◆ Challenges
(1) Set down the passage of the glider post that runs from "I know of three" up to and including "aft of limit.", word for word.
(2) In the glider post, recast the paragraph beginning "Modern types of glider are easy to fly" as a brief list that keeps its main facts.

◆ Document
◇ ◇ ◇ ◇ ◇ ◇ ◇

I have always understood that the first composite gliders were well
over-engineered, because the manufacturers were dealing with a new
technology and did not want any risk of failure. I have not heard of any
problems with old glass gliders due simply to age or high hours.
As designers and manufacturers have gained experience I imagine they have
been able to design and build to the limits rather than way past them, so
gaining performance and reducing cost. There are a number of cases where
older designs have had the limitations increased without any modification to
the airframe.
Perhaps one problem we now have is stall/spin recovery. The usual cause of
disaster from a stall/spin is hitting something (usually the ground) before
recovering to normal flight.
There is another problem, flying outside limits while recovering to normal
flight. This can happen with any type if the recovery is handled badly, I
have known of cases involving a Ka6E and more than one K13.
Modern types of glider are easy to fly, and normally reluctant to depart
into
an inadvertent stall/spin (and often difficult to make spin deliberately).
However, many of them can depart violently into a steep spin, and recovery
has to be immediate and correct or Vne will be exceeded. This is most
likely to happen when ballasted and thermalling hard in strong lift.
I know of three fatal accidents where it appears that the glider went
outside limits while recovering from what appeared to be an inadvertent
stall/spin recovery.
1. ASW20CL at Dunstable (I think more than 10years ago), the glider
reached a speed in the dive which made the dive irrecoverable; the C. of G.
may have been aft of limit.
2. Nimbus 4DM at Minden on 13th July 1999.

◇ ◇ ◇ ◇ ◇ ◇ ◇

Stored entries:

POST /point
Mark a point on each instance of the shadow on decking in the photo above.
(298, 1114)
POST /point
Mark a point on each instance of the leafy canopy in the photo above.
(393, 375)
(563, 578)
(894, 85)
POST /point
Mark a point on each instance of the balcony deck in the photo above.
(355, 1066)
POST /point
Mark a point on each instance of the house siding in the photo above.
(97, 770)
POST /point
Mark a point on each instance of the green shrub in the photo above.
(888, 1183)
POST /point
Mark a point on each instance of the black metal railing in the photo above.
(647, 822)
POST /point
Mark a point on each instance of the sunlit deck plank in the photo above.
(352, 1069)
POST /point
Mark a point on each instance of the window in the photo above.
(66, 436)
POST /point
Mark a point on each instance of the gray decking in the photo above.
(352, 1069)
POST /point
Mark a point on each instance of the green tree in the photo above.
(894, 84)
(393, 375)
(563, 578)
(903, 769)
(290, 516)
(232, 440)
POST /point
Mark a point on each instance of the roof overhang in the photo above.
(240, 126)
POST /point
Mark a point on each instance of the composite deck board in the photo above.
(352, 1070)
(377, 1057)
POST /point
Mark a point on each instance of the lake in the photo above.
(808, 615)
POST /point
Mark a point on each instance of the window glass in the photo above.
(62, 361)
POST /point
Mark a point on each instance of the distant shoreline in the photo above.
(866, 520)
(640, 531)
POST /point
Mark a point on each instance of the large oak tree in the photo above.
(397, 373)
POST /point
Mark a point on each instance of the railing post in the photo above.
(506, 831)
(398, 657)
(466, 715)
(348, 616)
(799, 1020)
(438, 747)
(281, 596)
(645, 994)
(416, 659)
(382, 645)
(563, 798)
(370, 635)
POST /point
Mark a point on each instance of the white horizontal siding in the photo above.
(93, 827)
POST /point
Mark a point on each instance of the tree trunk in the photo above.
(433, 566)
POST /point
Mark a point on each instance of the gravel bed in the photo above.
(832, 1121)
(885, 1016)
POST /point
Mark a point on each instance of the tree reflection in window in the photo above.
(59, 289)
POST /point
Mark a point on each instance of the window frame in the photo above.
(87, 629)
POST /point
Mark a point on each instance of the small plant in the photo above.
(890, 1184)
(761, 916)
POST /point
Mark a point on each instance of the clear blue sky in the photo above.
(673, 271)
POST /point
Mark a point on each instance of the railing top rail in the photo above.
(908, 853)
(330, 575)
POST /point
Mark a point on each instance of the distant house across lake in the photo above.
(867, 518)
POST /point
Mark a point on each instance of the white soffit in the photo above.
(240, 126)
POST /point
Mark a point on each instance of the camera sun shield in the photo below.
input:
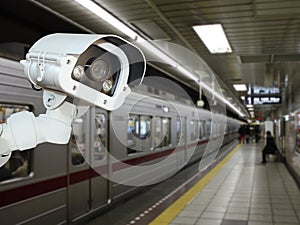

◇ ◇ ◇ ◇ ◇ ◇ ◇

◆ Exercise responses
(1)
I know of three fatal accidents where it appears that the glider went
outside limits while recovering from what appeared to be an inadvertent
stall/spin recovery.
1. ASW20CL at Dunstable (I think more than 10years ago), the glider
reached a speed in the dive which made the dive irrecoverable; the C. of G.
may have been aft of limit.

(2)
- Modern gliders are easy to fly and normally resist departing into an inadvertent stall/spin.
- They are often difficult to spin deliberately.
- Many can still depart violently into a steep spin.
- Recovery must be immediate and correct, or Vne will be exceeded.
- This is most likely when ballasted and thermalling hard in strong lift.